Chaleurs ibériques
Le romantisme littéraire et le mariage espagnol de Napoléon III (1853) sont des faits importants dans la révélation d’une Espagne haute en couleurs au 19e siècle. Si l’Espagne paraît dans la littérature et le théâtre de façon allégorique, – parfois astucieuse pour échapper à la censure, tout en faisant une critique sociale personnelle, cette Espagne du passé se transforme progressivement en une Espagne contemporaine qui danse et qui chante, et qui inspire plusieurs générations de compositeurs français. Franz-Xavier Roth dirige Les Siècles pour la redécouverte des pièces d’inspiration ibérique de la fin du 19e et le début du 20e.
Le concert débute avec six de sept danses espagnoles de la suite de ballet de l’opéra de Jules Massenet « Le Cid » (1885). Les cordes des Siècles étonnent par la beauté de leur expression dès les premières mesures. Les percussions font pareil, elles ont une vivacité éclatante qui s’accorde parfaitement avec la prestation impressionnante des vents. Se distingue aussi le sostenuto des cors d’une précision surprenante.
Chez Massenet, les instrumentistes savent exprimer la facilité mélodique, réussissant par une alliance idéale entre brio et pompe.

###

▸ **Série d'exercices**:
- a) D'après le compte rendu du concert consacré aux pièces d'inspiration ibérique, de quel opéra de Massenet sont tirées les danses espagnoles qui ouvrent le programme ?
- b) Poursuivez le compte rendu du concert consacré aux pièces d'inspiration ibérique à partir de sa dernière phrase.

(Entrées de la collection)
###

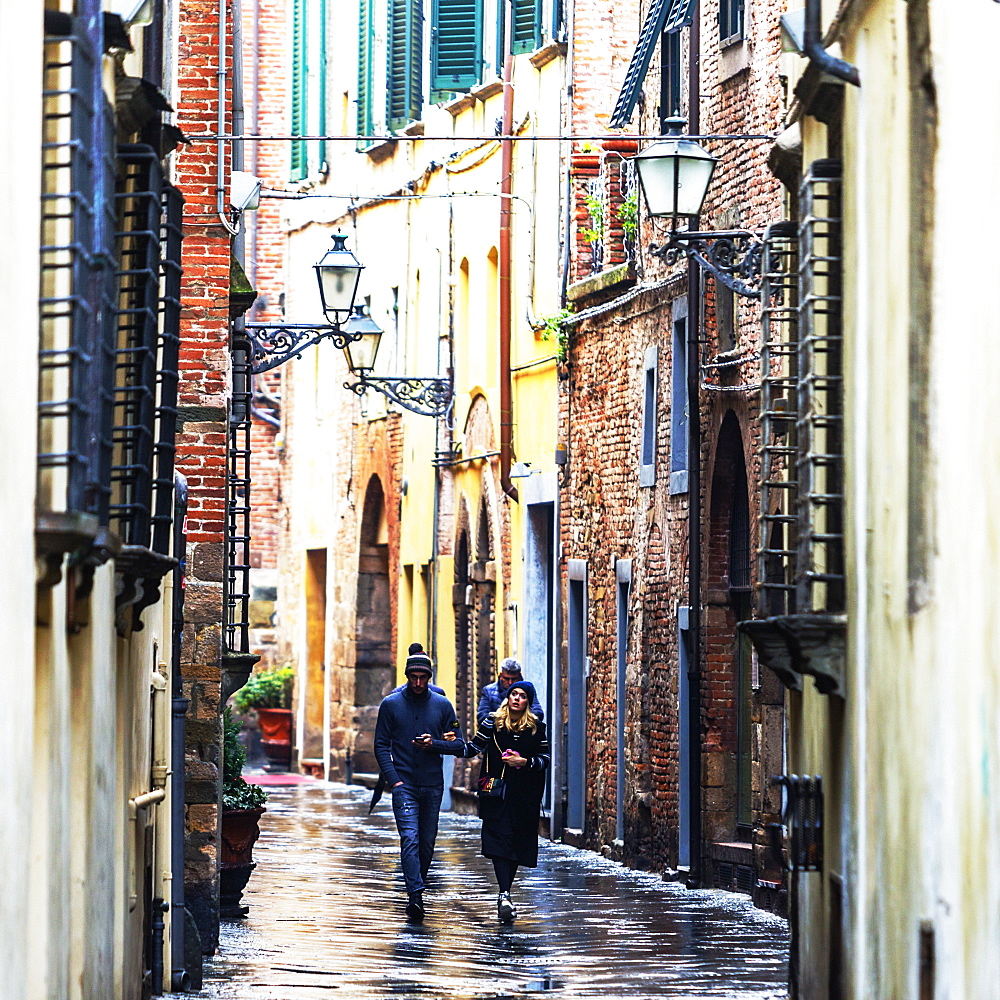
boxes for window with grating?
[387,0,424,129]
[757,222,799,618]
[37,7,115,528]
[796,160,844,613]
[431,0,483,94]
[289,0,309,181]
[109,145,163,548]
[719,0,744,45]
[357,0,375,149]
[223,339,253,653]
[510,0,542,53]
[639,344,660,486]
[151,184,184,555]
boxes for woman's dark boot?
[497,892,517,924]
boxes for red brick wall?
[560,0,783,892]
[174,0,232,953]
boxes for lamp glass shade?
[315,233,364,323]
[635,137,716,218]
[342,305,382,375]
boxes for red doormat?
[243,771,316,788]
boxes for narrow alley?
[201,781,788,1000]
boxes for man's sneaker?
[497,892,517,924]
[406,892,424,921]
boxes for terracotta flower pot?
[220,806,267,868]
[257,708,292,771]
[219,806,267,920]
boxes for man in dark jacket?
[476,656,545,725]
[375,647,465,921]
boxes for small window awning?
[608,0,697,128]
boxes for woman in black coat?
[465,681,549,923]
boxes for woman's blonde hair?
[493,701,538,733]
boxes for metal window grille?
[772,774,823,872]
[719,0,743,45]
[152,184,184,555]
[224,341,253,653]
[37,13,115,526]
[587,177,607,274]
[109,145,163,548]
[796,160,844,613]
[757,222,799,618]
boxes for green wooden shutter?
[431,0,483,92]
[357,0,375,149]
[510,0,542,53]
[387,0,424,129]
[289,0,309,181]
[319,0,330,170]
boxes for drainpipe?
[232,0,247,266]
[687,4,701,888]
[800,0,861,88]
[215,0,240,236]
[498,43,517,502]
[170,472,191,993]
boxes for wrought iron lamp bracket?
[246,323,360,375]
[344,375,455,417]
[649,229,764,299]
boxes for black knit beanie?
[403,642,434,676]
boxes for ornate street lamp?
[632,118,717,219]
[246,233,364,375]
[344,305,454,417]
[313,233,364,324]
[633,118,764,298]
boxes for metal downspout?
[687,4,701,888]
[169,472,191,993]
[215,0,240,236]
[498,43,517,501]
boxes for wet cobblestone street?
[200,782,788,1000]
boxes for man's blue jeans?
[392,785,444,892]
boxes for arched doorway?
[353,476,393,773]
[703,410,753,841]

###

▸ **Résultats**:
- a) De l'opéra « Le Cid » (1885).

- b)
Même génial mélodisme dans l’Alborada del gracioso (1919) de Maurice Ravel: les bois séducteurs, voire délicieux sous la baguette de Roth, enchantent littéralement; Immersion des plus réussies dans les mondes imaginaires du compositeur, voici assurément, un magistral exemple de l’art de l’orchestration ravélien.
Dernière pièce de la première partie du concert, la Symphonie Espagnole (1875) d’Édouard Lalo est un premier plat de conssitance : pour en défendre toutes les virtuosités ibériques, le violoniste Tedi Papavrami rejoint l’orchestre. Il s’agit d’une commande du violoniste vedette Pablo de Sarasate. Lalo profite de l’occasion pour créer un sort de concerto pour violon ou symphonie concertante : il peut y montrer sa maîtrise d’une forme concertante virtuose et en même temps, mettre en valeur les origines du dédicataire avec un langage exotique. Pendant les 5 mouvements, l’orchestre est brillant, d’une lumineuse vitalité, ce dans les mouvements à la sonorité espagnole évidente comme le 4ème, d’une certaine couleur schumannienne. Papavrami a un début hésitant, mais très rapidement gagne en sûreté et montre l’agilité qui lui est propre. Violoniste d’une immense dextérité, le solsite étonne par la musicalité de son expression, notamment dans les derniers mouvements, où il passe d’une réserve quelque peu nostalgique à une joie pétillante et caractéristique, toujours avec sentiment. L’orchestre cultive fraîcheur et légèreté ; il sait gérer parfaitement les rythmes piquants et les mélodies remarquablement harmonisées de Lalo. En bis, Tedi Papavrami offre un extrait de la 2ème Sonate pour violon de Bach. Sa bravoure étonnante confine presque à l’agressivité. Son Bach impressionne le public, plus par virtuosité que spiritualité.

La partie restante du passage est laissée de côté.